## PROMPT
Word for word, repeat each record that follows.

(Dataset entries)
● ● ● ●

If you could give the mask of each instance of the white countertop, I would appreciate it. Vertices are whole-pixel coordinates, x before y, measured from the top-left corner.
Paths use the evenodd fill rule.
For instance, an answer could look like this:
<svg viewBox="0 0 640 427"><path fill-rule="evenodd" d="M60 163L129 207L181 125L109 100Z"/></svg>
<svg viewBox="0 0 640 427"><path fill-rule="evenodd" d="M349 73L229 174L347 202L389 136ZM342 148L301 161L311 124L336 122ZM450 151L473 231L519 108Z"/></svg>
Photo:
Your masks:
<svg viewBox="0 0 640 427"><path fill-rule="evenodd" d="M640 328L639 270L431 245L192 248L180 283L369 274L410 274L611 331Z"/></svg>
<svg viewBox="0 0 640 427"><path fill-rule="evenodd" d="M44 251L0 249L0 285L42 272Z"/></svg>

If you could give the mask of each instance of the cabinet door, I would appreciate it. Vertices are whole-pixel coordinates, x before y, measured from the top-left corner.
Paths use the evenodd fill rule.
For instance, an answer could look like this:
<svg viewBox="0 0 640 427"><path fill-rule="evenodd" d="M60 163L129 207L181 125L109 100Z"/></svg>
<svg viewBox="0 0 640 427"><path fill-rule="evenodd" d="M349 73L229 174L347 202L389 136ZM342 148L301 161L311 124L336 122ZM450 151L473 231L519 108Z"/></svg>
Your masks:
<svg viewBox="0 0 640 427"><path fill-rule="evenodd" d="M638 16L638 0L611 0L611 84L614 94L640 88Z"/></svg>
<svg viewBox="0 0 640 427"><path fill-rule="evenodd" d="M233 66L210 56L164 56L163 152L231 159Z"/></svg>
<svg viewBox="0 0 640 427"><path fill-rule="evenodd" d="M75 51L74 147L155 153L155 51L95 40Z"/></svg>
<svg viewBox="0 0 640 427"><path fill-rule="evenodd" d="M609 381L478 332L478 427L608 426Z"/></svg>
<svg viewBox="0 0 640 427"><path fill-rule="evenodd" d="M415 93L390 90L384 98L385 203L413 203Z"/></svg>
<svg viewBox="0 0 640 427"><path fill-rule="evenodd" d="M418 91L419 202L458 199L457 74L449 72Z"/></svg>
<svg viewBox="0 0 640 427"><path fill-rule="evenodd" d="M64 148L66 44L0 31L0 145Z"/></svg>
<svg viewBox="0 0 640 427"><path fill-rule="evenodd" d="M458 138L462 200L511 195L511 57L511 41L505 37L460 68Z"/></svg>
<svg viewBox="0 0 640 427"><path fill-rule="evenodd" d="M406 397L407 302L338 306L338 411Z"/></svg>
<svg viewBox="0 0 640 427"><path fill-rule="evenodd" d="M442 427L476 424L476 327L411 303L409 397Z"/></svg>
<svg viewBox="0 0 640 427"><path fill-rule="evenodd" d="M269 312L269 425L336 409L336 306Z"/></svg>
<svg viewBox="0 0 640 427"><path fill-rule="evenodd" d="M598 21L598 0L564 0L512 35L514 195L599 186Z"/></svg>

● ● ● ●

## SOLUTION TO THIS TASK
If you could give the mask of each instance of the white countertop, I would appreciate it. Vertices are whole-pixel coordinates, x before y, measured from the top-left corner.
Paths use the evenodd fill rule.
For instance, an answer could look like this:
<svg viewBox="0 0 640 427"><path fill-rule="evenodd" d="M60 163L129 207L181 125L109 100Z"/></svg>
<svg viewBox="0 0 640 427"><path fill-rule="evenodd" d="M349 73L229 174L347 202L389 136ZM342 148L301 161L311 124L336 122ZM450 151L473 231L519 108Z"/></svg>
Photo:
Your masks:
<svg viewBox="0 0 640 427"><path fill-rule="evenodd" d="M640 328L639 270L431 245L192 248L180 283L369 274L410 274L611 331Z"/></svg>
<svg viewBox="0 0 640 427"><path fill-rule="evenodd" d="M44 251L0 249L0 285L42 272Z"/></svg>

If you could give the mask of each instance of the cabinet door, I would appreciate it. Vertices are whole-pixel coordinates, x before y, measured from the top-left corner.
Paths use the evenodd fill rule.
For instance, an answer could look like this:
<svg viewBox="0 0 640 427"><path fill-rule="evenodd" d="M60 163L129 207L181 125L109 100Z"/></svg>
<svg viewBox="0 0 640 427"><path fill-rule="evenodd" d="M349 73L229 174L347 202L389 136ZM342 148L301 161L311 124L336 122ZM450 151L473 231L519 108Z"/></svg>
Your masks:
<svg viewBox="0 0 640 427"><path fill-rule="evenodd" d="M638 16L638 0L611 0L611 84L614 94L640 88Z"/></svg>
<svg viewBox="0 0 640 427"><path fill-rule="evenodd" d="M233 66L210 56L164 56L163 152L231 159Z"/></svg>
<svg viewBox="0 0 640 427"><path fill-rule="evenodd" d="M75 51L74 147L155 153L155 51L95 40Z"/></svg>
<svg viewBox="0 0 640 427"><path fill-rule="evenodd" d="M609 381L478 332L478 427L608 426Z"/></svg>
<svg viewBox="0 0 640 427"><path fill-rule="evenodd" d="M415 93L390 90L384 98L385 203L413 203Z"/></svg>
<svg viewBox="0 0 640 427"><path fill-rule="evenodd" d="M418 91L419 202L458 199L457 74L449 72Z"/></svg>
<svg viewBox="0 0 640 427"><path fill-rule="evenodd" d="M64 148L66 44L0 31L0 145Z"/></svg>
<svg viewBox="0 0 640 427"><path fill-rule="evenodd" d="M458 138L462 200L511 195L511 57L511 41L505 37L460 68Z"/></svg>
<svg viewBox="0 0 640 427"><path fill-rule="evenodd" d="M406 397L407 302L338 306L338 411Z"/></svg>
<svg viewBox="0 0 640 427"><path fill-rule="evenodd" d="M442 427L476 424L476 327L411 303L409 397Z"/></svg>
<svg viewBox="0 0 640 427"><path fill-rule="evenodd" d="M269 312L269 425L336 409L336 306Z"/></svg>
<svg viewBox="0 0 640 427"><path fill-rule="evenodd" d="M598 21L598 0L564 0L512 35L514 195L599 186Z"/></svg>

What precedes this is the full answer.